**Work to do**
Reproduce verbatim the data below, starting at the line containing "Pick out the white cloud" and ending with the line containing "x=716, y=656", both included.

**Supplied records**
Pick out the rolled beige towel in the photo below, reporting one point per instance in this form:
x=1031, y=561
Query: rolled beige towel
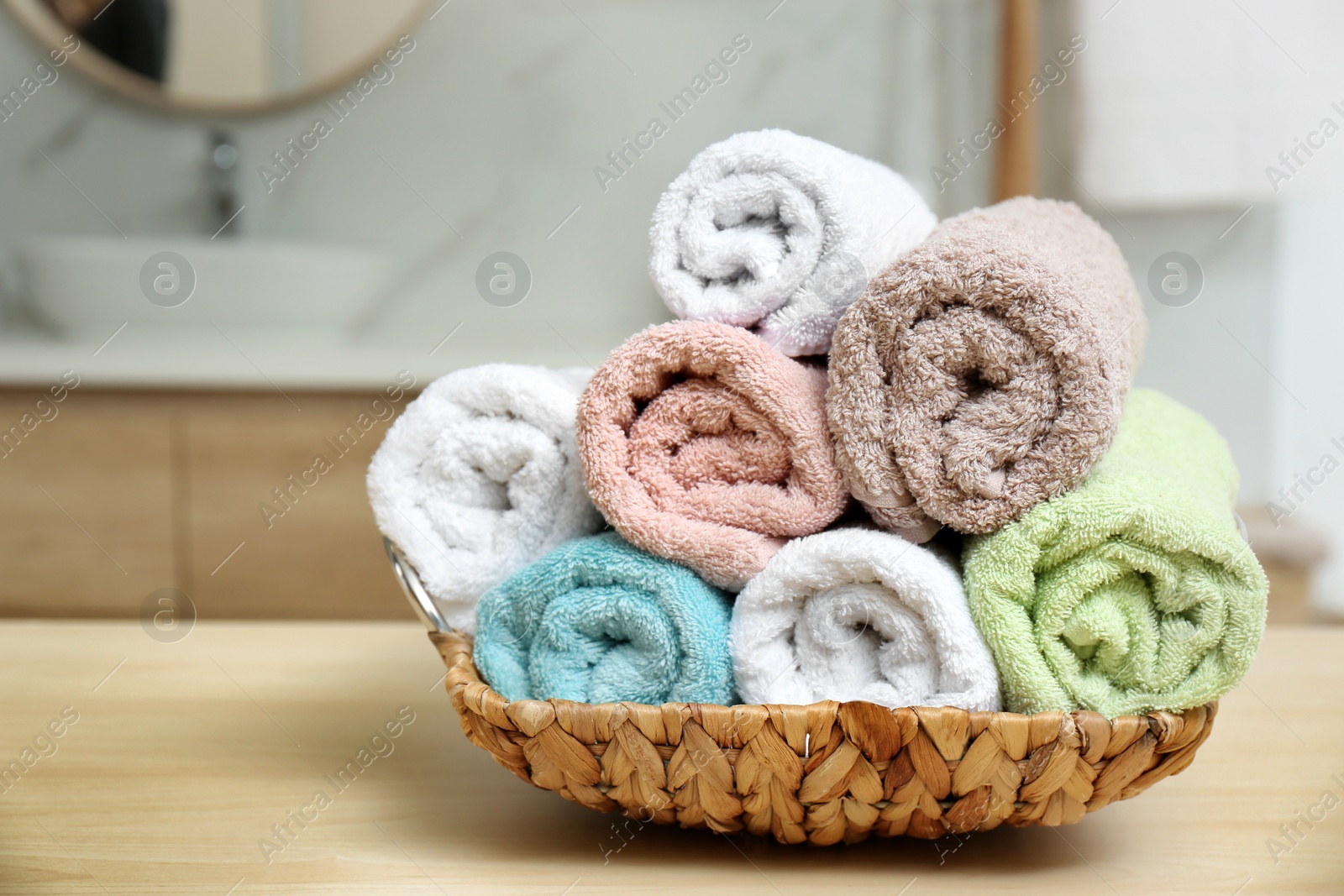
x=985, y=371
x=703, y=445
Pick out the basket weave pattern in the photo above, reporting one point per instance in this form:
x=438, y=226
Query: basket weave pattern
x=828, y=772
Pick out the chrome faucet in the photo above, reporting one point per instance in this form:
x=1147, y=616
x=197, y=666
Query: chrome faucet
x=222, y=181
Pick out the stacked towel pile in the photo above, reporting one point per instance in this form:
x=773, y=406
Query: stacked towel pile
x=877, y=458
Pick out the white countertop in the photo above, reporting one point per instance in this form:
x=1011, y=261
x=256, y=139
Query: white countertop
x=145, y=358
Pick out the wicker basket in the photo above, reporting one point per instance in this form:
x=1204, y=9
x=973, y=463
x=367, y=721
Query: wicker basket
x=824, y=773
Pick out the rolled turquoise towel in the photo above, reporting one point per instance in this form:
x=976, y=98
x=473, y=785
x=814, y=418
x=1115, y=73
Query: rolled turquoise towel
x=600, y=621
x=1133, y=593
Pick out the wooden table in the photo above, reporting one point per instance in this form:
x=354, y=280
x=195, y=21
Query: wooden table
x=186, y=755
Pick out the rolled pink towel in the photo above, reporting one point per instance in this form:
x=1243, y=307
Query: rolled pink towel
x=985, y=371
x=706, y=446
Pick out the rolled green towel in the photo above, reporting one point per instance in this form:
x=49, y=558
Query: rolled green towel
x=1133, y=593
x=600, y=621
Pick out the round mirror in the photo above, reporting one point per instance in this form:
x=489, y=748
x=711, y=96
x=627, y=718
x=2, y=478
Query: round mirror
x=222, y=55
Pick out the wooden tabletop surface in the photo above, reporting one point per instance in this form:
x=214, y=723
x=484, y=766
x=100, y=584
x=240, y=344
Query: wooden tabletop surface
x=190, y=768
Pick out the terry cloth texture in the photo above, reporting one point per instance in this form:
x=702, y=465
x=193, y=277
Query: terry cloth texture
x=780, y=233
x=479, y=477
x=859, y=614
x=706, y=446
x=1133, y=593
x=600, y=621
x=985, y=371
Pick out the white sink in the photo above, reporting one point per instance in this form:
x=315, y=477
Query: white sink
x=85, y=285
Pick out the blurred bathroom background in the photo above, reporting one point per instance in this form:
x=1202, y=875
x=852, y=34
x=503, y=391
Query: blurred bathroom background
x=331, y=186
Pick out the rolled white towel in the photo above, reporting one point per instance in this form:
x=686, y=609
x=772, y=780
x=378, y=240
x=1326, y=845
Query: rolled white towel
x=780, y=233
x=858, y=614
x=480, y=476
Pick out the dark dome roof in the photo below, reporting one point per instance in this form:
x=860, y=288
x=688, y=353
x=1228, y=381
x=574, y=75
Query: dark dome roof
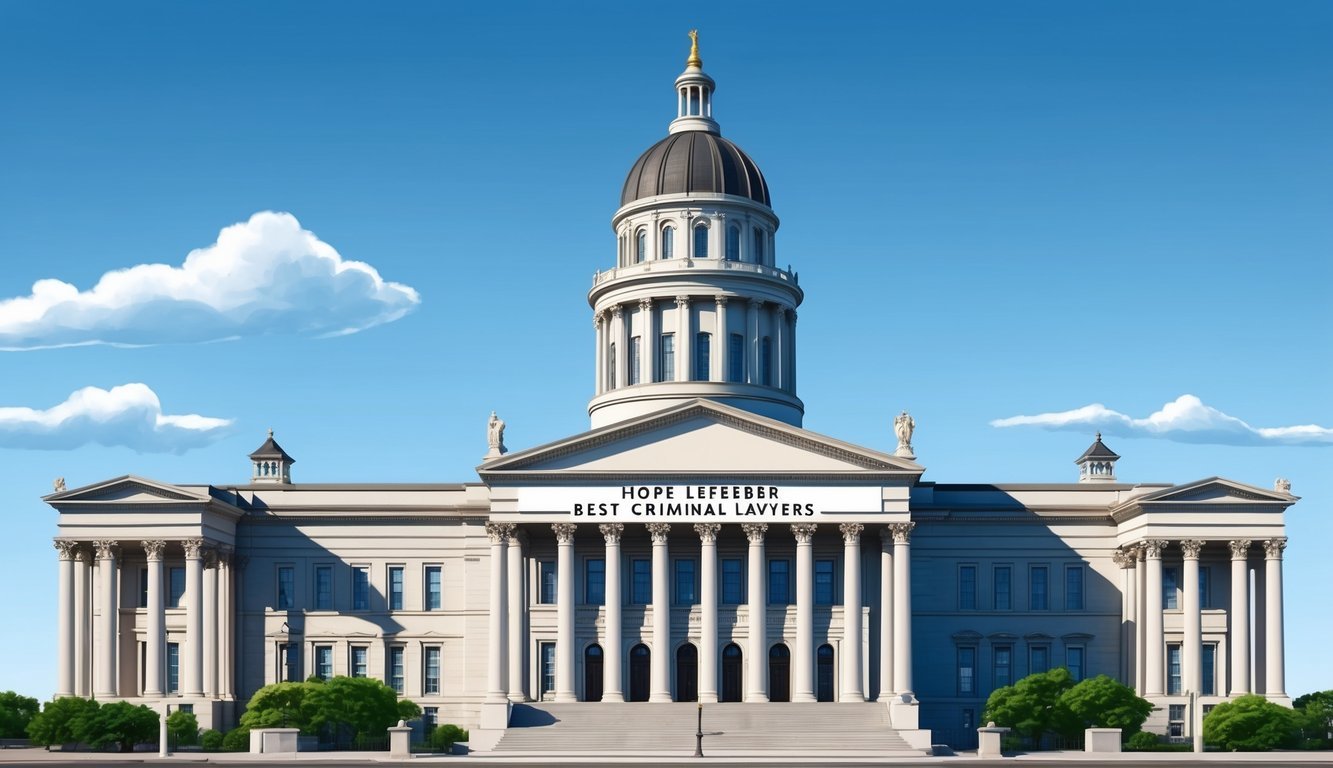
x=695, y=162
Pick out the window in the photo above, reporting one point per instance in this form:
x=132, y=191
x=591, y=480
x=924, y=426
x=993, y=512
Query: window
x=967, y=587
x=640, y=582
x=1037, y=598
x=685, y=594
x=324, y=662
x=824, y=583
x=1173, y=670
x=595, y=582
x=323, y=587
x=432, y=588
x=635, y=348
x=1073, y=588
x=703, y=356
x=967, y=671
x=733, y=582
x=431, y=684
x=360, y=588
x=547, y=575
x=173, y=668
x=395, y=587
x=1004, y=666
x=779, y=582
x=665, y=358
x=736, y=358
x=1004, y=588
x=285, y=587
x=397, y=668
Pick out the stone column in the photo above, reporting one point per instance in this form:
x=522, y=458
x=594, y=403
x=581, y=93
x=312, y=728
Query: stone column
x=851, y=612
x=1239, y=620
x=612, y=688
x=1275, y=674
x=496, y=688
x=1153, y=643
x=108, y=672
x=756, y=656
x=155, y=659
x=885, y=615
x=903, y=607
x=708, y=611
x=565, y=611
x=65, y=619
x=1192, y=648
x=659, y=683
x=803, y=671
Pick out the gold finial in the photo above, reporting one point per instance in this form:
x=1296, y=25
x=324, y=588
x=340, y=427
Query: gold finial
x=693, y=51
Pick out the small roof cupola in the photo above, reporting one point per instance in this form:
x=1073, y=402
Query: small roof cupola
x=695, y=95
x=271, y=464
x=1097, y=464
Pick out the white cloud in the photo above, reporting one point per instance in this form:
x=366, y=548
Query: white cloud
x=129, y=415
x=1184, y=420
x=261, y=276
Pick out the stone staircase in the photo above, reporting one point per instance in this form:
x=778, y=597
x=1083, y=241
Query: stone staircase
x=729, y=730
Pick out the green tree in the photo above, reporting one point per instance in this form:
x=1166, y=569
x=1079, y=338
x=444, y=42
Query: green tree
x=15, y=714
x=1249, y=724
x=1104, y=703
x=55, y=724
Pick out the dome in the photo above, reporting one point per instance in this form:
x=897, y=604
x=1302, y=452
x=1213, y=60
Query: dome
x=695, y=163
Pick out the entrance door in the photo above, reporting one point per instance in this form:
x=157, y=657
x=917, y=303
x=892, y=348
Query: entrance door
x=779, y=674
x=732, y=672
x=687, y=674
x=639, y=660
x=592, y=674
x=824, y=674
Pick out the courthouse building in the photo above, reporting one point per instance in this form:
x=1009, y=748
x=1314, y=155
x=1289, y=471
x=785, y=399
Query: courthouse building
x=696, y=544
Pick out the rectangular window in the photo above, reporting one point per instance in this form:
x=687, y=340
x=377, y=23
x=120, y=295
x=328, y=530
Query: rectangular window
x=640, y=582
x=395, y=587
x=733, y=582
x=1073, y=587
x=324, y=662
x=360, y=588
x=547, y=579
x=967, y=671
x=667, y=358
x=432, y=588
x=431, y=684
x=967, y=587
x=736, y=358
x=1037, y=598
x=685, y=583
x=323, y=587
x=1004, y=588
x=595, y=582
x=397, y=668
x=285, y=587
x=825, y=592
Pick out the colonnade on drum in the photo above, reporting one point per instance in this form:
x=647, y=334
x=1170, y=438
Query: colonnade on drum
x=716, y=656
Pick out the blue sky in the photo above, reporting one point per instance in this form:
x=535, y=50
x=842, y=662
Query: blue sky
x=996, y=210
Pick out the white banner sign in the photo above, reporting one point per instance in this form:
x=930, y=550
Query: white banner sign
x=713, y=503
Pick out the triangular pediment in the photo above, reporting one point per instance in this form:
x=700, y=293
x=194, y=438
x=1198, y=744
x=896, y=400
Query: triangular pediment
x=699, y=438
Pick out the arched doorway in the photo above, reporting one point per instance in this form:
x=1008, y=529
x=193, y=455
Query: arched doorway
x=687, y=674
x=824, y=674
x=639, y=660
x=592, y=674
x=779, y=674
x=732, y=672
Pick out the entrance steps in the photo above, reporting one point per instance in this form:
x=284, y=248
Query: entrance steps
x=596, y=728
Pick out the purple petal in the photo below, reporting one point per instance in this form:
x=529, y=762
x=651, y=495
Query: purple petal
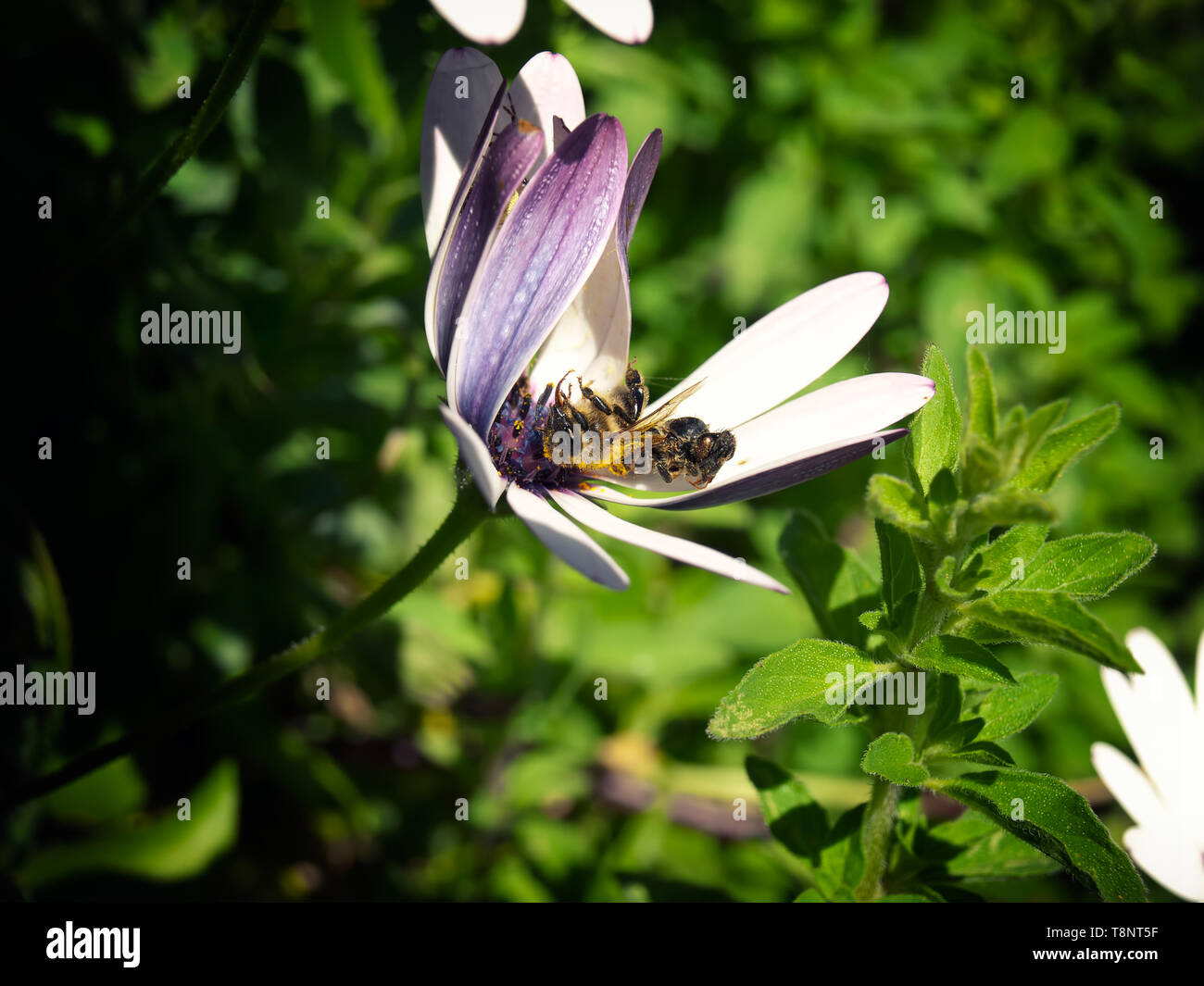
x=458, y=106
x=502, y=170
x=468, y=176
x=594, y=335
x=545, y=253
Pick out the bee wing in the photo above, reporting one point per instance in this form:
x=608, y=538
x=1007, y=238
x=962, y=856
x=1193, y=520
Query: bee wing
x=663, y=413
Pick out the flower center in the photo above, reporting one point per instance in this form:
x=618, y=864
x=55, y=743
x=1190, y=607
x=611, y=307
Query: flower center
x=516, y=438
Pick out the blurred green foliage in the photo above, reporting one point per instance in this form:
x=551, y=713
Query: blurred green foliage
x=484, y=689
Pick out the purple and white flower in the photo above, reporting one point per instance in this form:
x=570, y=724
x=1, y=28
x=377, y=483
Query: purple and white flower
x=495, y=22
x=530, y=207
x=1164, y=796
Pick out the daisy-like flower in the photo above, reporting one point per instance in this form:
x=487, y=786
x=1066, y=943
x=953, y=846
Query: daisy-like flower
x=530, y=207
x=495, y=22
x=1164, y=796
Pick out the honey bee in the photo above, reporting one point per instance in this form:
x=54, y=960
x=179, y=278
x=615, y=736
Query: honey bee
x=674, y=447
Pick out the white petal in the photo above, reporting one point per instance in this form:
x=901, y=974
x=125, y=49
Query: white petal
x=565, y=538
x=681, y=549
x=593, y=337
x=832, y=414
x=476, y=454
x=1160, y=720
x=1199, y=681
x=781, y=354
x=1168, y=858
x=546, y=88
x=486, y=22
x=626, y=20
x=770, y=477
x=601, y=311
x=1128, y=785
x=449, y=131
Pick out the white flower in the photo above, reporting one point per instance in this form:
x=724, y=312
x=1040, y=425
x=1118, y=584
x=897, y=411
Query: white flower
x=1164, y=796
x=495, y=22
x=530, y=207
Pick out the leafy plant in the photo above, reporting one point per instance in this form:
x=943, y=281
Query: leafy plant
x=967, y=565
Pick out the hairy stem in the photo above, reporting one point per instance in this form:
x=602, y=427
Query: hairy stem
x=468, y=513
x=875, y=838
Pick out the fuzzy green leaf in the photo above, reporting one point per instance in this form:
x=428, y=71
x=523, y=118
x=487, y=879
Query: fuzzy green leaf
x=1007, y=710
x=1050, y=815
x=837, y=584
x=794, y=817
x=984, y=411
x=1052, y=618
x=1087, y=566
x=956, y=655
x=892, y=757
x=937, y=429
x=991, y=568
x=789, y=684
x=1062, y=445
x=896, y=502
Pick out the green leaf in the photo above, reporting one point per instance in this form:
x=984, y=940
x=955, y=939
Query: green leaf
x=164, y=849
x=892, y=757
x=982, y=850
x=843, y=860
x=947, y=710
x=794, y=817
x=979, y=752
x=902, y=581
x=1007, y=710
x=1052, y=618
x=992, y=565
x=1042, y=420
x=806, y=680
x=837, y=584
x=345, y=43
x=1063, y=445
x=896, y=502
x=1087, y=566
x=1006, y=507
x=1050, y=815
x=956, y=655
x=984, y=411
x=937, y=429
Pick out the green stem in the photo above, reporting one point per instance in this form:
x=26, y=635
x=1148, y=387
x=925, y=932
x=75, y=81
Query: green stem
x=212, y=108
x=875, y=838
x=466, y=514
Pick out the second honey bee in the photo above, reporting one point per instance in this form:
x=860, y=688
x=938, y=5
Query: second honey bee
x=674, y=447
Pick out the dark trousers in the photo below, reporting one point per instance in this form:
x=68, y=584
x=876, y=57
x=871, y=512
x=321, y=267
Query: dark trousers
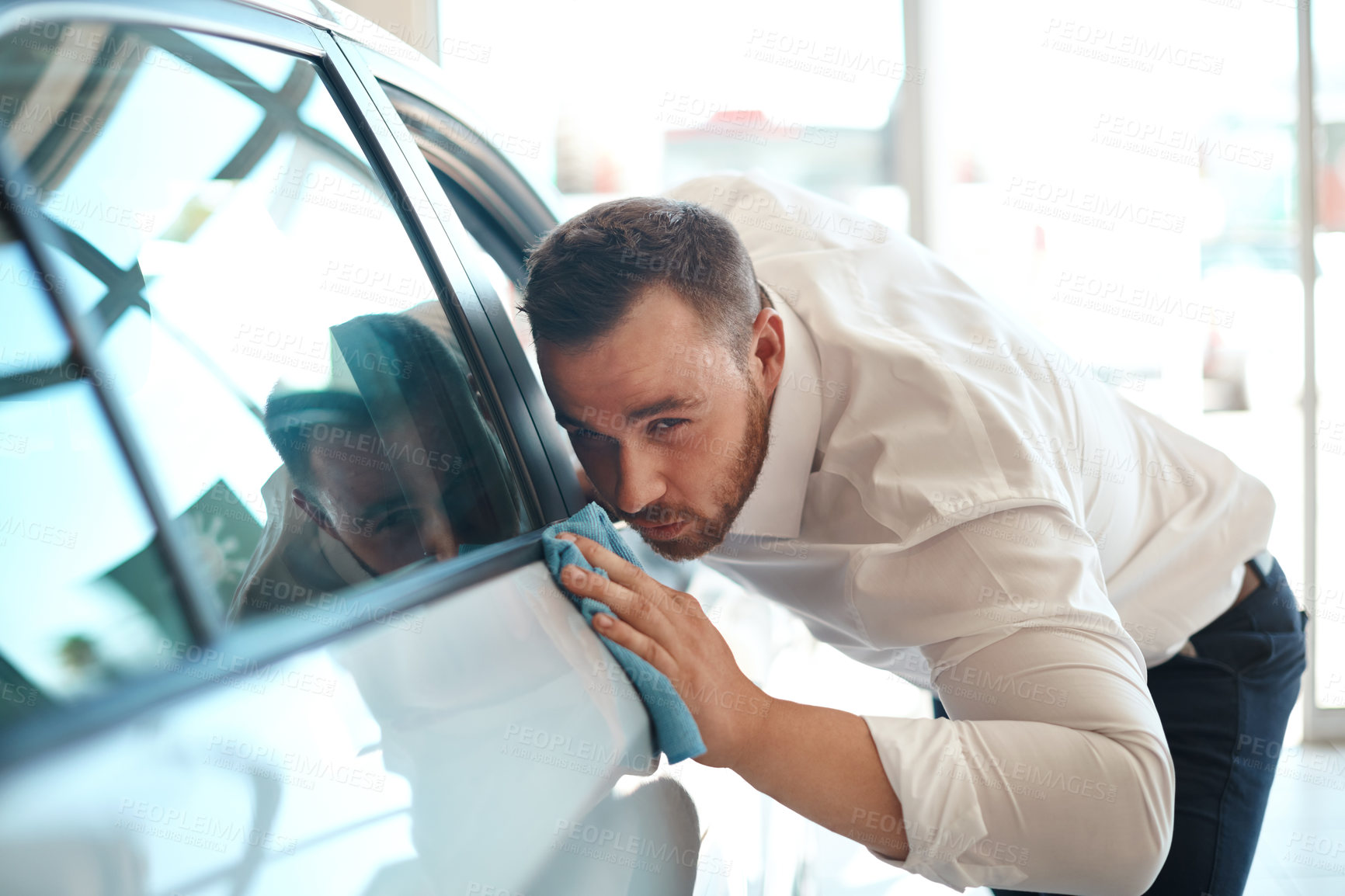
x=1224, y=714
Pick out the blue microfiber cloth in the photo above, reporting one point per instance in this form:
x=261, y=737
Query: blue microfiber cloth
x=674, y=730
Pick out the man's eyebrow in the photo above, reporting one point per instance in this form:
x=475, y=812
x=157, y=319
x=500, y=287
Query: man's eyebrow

**Exercise output**
Pick out the white cloud in the photo above, reporting one point per instance in this form:
x=366, y=548
Query: white cloud
x=129, y=415
x=1184, y=420
x=261, y=276
Pick out the stone staircase in the photo above, reporting one point per instance in this form:
x=778, y=597
x=1083, y=241
Query: stone staircase
x=729, y=730
Pick out the green tree in the photo above, reporting one point per instance in this form:
x=1166, y=569
x=1079, y=338
x=444, y=42
Query: green tree
x=15, y=714
x=1249, y=724
x=1104, y=703
x=55, y=724
Pick out the dome in the photo above, reporting one point per instance in this form:
x=897, y=604
x=1302, y=452
x=1213, y=60
Query: dome
x=695, y=163
Pick out the entrance door in the photo above, reporting one point per instance in this form:
x=157, y=657
x=917, y=303
x=892, y=348
Query: entrance door
x=779, y=674
x=732, y=672
x=687, y=674
x=639, y=660
x=592, y=674
x=824, y=674
Pick out the courthouse building in the photo above, reporting one point per instance in this form:
x=1009, y=748
x=1314, y=155
x=1289, y=471
x=785, y=399
Query: courthouse building
x=696, y=544
Pick out the rectangular window in the photo above, reporting one point per instance in this form:
x=687, y=340
x=377, y=23
x=120, y=295
x=328, y=530
Query: rectangular window
x=640, y=582
x=395, y=587
x=733, y=582
x=1073, y=587
x=324, y=662
x=360, y=588
x=547, y=579
x=967, y=671
x=667, y=358
x=432, y=588
x=431, y=684
x=967, y=587
x=736, y=358
x=1037, y=598
x=685, y=583
x=323, y=587
x=1004, y=588
x=595, y=582
x=397, y=668
x=285, y=587
x=825, y=592
Pick out the colonnade on drum in the photo above, reporting one point per instance in this form:
x=647, y=334
x=1170, y=438
Query: colonnade on drum
x=716, y=656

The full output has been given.